Jonathan Mitchell of MLB Dirt, DRaysBay, and State Lines weighs in with characteristic optimism on the always-entertaining Rays.

The Org Guy of Tao of Stieb gets to try and make sense of all the Blue Jays’ moves this offseason, which will make them either World Series champs or the Toronto Blue Jays.

I’ll cover the Red Sox and their band of middling free agent gap-fillers. Hopefully I’ll do a little better than last year, which is to say I won’t be off by more than 35. Let’s get on with it.

What is your team’s ceiling? What has to go right for your team to win the AL East?

Dan McCloskey on the Yankees:
“As always, the Yankees’ ceiling is a World Series victory, although it seems less likely this year than in years past. Frankly, because of the age of the roster and the loss of a few not insignificant players (Nick Swisher, Russell Martin, Rafael Soriano) who weren’t replaced, it’s hard to imagine the 2013 Yankees not being a little worse than last year’s squad.

That said, a little worse could mean they win 90-92 games and wind up on top of a very competitive division in which the strength of all five teams prevent any one from rising above. Or, it could result in a wild card berth. [Is it just me, or does the phrase “wild card berth” sound more football than baseball?] As we all know, especially fans of the San Francisco Giants, once a team reaches the playoffs, anything can happen.

- - - -

**Set task 1:**
Print the part of the baseball preview that opens with the words containing "Jonathan Mitchell of" and closes with "the AL East?".
The listings that follow have no connection to the baseball preview.

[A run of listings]

- - - -

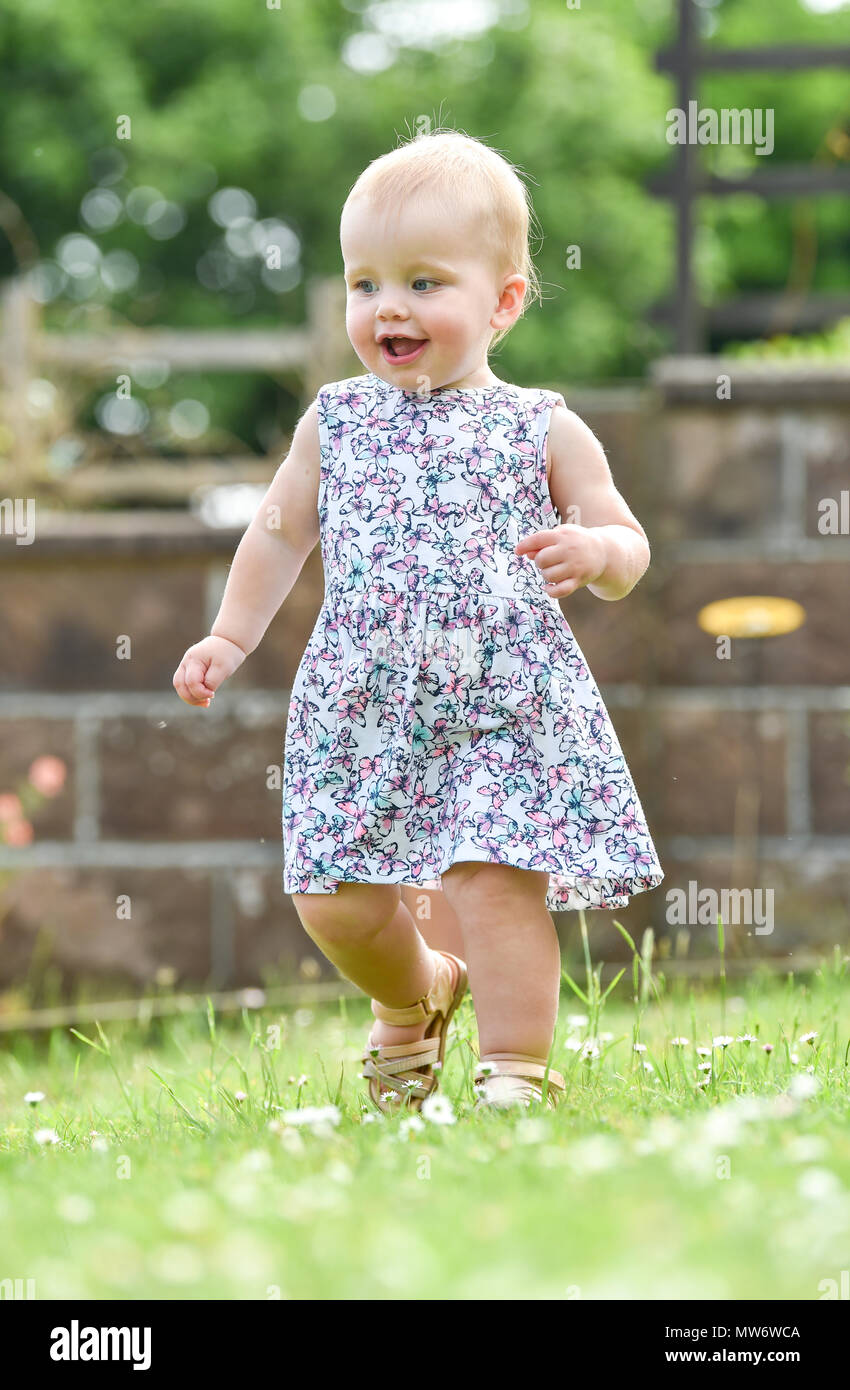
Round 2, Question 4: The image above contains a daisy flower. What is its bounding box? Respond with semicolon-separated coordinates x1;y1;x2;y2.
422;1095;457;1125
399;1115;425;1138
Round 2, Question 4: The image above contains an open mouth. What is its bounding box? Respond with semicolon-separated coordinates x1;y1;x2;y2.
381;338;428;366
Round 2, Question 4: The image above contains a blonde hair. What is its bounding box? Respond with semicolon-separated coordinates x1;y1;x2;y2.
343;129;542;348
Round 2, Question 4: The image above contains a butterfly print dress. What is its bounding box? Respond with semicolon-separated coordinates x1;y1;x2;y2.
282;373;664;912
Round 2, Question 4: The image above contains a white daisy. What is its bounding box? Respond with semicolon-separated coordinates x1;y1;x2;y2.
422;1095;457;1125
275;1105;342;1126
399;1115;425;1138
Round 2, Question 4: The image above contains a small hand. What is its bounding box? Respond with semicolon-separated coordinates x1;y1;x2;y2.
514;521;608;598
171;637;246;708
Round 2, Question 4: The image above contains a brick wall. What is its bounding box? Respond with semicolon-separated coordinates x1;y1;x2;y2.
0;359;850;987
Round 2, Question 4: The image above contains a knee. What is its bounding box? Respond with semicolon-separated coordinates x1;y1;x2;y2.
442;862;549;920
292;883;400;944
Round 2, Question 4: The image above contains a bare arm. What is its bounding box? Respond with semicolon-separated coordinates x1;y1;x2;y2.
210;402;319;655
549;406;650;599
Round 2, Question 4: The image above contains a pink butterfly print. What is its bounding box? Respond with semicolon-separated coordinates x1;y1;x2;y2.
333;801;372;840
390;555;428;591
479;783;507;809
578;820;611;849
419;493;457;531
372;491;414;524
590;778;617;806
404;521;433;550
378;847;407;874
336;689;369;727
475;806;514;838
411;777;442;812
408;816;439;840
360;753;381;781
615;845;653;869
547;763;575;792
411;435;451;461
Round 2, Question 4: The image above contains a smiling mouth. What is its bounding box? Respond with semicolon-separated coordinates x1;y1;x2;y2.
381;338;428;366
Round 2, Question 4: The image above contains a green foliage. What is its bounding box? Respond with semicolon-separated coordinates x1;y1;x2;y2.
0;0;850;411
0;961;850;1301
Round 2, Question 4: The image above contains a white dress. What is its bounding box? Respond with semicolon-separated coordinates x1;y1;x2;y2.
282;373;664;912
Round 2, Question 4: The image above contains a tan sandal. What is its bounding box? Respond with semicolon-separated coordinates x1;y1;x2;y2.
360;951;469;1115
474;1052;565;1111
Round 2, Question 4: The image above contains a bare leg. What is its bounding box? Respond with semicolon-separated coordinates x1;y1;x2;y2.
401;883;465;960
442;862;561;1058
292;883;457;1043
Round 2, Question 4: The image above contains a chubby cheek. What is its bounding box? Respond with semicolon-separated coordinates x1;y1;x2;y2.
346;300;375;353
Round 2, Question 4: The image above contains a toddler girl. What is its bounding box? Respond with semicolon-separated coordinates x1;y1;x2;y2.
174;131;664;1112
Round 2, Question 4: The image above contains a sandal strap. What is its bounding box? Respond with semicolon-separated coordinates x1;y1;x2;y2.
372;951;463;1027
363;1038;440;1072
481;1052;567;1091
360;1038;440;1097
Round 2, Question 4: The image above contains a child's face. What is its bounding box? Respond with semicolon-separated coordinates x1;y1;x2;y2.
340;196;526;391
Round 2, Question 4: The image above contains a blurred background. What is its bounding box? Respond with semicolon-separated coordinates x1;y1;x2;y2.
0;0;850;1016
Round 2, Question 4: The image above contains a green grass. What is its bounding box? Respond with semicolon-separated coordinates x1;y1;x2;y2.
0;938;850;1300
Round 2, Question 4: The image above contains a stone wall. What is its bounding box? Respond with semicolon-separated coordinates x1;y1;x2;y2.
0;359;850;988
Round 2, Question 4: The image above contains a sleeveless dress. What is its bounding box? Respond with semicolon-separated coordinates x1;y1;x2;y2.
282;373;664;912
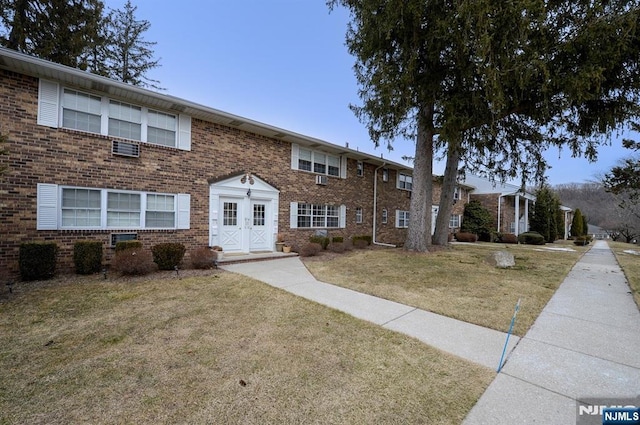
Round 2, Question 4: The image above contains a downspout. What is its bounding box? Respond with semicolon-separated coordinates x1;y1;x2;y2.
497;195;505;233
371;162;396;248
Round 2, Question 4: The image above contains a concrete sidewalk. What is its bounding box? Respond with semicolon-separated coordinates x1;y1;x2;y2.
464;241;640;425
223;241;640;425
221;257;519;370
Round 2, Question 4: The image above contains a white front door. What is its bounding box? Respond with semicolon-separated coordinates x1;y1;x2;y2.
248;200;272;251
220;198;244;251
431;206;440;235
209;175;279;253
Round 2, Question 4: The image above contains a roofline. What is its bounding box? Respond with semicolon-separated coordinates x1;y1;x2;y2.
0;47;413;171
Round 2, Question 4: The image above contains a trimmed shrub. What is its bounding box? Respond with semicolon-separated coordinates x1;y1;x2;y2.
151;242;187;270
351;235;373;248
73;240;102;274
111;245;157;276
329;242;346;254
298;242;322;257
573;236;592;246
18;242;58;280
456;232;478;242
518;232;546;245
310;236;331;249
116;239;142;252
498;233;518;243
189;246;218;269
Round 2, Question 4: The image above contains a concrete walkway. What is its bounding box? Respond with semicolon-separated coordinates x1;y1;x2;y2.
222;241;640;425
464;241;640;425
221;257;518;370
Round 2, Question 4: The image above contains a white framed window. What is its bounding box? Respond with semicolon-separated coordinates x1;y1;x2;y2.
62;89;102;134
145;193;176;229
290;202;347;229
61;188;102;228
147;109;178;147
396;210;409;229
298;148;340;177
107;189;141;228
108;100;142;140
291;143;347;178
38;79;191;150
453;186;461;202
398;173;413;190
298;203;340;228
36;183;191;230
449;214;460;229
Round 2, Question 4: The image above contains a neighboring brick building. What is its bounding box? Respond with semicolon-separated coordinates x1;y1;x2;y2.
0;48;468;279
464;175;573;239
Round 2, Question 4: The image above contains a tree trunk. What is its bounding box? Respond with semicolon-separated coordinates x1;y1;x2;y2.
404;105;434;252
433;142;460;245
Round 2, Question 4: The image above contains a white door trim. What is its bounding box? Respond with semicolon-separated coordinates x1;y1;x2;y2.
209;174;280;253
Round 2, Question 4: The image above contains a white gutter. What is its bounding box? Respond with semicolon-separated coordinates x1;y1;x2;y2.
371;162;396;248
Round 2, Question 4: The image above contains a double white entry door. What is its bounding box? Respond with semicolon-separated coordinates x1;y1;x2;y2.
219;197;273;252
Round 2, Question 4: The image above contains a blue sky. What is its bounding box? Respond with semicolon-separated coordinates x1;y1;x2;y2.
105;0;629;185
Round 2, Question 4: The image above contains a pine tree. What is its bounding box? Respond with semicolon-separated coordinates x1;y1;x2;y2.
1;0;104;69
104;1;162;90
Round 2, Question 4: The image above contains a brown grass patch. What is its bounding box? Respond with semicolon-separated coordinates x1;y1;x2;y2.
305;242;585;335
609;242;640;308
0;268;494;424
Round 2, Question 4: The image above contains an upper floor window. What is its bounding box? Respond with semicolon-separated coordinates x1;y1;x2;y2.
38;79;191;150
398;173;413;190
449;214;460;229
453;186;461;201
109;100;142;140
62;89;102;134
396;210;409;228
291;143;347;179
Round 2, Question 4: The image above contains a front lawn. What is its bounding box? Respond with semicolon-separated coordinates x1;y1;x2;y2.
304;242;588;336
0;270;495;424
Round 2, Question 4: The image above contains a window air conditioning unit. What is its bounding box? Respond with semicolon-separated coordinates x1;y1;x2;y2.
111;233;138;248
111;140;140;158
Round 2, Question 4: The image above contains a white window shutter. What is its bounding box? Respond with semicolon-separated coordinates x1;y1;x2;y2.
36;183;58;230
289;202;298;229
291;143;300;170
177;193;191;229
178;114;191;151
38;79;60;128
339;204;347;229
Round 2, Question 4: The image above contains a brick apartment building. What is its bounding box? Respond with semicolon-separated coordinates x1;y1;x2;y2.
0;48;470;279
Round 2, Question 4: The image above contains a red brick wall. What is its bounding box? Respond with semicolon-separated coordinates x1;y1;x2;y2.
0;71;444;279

- - - -

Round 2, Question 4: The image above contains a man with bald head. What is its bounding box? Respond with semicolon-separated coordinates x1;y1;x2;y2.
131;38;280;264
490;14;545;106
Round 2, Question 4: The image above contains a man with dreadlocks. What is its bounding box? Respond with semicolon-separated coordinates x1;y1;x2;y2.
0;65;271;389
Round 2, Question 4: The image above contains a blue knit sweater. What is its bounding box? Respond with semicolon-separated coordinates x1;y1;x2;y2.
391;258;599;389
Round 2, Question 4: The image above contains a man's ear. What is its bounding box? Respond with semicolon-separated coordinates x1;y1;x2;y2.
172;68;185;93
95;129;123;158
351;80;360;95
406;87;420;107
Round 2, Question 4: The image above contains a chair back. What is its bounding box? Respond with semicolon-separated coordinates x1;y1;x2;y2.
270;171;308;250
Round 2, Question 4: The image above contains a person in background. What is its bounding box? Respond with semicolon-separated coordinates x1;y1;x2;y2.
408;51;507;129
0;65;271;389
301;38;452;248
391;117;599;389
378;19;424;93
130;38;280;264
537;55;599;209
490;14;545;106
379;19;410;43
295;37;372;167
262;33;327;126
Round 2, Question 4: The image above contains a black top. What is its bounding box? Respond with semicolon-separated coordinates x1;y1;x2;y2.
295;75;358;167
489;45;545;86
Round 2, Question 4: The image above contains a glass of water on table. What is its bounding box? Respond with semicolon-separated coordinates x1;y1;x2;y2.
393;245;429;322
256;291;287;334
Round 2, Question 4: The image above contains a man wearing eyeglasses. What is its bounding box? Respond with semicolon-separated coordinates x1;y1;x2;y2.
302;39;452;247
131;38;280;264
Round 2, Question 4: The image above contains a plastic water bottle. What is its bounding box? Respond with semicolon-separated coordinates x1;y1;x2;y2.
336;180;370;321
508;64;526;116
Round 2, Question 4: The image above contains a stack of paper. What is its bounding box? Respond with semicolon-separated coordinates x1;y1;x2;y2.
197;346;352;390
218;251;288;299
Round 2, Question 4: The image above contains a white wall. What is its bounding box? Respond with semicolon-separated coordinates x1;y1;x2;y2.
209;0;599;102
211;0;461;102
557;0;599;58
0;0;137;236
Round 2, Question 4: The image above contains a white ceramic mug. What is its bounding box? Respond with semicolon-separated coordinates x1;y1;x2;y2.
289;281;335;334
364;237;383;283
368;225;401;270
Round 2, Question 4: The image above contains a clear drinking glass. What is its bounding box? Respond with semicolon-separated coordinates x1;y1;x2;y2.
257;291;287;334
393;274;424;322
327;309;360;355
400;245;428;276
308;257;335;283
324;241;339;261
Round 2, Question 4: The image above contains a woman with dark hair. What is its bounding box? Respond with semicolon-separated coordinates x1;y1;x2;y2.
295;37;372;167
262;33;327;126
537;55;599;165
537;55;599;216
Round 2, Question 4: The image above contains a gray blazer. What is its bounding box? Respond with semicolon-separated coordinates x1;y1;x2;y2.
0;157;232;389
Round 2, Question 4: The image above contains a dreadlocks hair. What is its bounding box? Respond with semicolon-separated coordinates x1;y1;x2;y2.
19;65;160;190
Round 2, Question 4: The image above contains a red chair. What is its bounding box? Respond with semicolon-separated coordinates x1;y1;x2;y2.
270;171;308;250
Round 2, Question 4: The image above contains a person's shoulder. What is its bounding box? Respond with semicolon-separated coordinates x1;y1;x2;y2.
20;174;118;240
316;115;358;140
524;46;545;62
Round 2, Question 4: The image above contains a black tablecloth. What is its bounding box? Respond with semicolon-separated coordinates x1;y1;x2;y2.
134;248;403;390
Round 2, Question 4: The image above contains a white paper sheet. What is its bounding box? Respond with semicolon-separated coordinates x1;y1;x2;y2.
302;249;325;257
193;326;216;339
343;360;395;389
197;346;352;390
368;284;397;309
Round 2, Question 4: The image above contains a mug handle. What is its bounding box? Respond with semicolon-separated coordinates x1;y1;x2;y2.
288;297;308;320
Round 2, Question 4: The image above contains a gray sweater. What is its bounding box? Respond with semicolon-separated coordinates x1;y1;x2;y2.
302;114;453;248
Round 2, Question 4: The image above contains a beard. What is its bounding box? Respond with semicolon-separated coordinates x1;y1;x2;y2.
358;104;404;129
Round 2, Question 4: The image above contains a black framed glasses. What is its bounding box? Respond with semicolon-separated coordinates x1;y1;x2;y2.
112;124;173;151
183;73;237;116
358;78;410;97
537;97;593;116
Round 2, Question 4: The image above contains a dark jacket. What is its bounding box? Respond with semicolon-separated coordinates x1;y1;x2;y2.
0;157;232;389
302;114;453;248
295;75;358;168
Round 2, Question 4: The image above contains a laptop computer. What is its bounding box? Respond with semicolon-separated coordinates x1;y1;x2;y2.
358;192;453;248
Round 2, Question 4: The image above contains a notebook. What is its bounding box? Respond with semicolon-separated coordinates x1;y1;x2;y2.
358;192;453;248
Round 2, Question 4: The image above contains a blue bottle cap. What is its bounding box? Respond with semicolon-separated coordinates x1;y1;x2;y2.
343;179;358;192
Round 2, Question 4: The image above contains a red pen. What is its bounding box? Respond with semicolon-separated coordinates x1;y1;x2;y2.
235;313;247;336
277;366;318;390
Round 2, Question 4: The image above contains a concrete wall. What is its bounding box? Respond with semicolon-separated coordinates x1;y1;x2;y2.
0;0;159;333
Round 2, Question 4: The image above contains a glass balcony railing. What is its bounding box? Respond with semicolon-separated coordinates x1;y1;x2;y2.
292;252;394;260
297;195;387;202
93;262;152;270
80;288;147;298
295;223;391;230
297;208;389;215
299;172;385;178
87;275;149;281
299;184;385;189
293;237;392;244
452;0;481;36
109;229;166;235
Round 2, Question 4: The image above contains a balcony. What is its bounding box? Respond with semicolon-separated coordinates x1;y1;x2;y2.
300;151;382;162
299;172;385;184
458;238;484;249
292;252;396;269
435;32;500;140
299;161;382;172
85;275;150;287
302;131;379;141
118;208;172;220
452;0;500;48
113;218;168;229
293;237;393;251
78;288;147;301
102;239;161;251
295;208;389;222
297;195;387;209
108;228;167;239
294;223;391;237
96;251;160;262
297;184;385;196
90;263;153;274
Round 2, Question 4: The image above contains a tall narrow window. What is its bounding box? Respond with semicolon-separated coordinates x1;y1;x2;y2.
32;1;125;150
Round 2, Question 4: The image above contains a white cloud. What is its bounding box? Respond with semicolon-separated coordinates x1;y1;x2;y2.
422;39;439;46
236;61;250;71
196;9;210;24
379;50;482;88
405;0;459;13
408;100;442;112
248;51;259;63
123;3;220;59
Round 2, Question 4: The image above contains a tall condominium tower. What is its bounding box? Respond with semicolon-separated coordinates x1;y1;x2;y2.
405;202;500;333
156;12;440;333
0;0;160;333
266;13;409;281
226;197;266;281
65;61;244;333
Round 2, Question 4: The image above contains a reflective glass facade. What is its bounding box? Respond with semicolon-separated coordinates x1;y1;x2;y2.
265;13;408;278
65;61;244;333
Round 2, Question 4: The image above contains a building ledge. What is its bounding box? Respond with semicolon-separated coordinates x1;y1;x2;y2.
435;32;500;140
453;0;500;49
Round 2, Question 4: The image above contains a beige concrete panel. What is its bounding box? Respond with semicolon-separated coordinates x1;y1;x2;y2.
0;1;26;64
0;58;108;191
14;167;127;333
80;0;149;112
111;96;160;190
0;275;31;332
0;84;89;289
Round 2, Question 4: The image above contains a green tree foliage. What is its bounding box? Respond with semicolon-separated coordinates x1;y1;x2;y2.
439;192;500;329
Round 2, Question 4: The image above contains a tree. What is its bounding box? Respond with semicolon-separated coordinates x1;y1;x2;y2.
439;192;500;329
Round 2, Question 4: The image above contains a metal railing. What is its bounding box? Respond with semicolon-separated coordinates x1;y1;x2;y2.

- - - -

**Set task 2:**
Shift every bounding-box coordinate in the answers up by 109 for the part of the listing that opens with the line containing "Round 2, Question 4: The image above contains a daisy" and closes with the line containing "343;129;542;348". Reproduce only those lines, requests included.

**Expected answer 1:**
Jonathan Mitchell of MLB Dirt, DRaysBay, and State Lines weighs in with characteristic optimism on the always-entertaining Rays.

The Org Guy of Tao of Stieb gets to try and make sense of all the Blue Jays’ moves this offseason, which will make them either World Series champs or the Toronto Blue Jays.

I’ll cover the Red Sox and their band of middling free agent gap-fillers. Hopefully I’ll do a little better than last year, which is to say I won’t be off by more than 35. Let’s get on with it.

What is your team’s ceiling? What has to go right for your team to win the AL East?

**Expected answer 2:**
Round 2, Question 4: The image above contains a daisy flower. What is its bounding box? Respond with semicolon-separated coordinates x1;y1;x2;y2.
531;1204;566;1234
508;1224;534;1247
Round 2, Question 4: The image above contains an open mouth. What is its bounding box? Respond with semicolon-separated coordinates x1;y1;x2;y2.
490;447;537;475
Round 2, Question 4: The image above contains a blonde hair. What is its bounding box? Respond with semicolon-separated coordinates x1;y1;x2;y2.
452;238;651;457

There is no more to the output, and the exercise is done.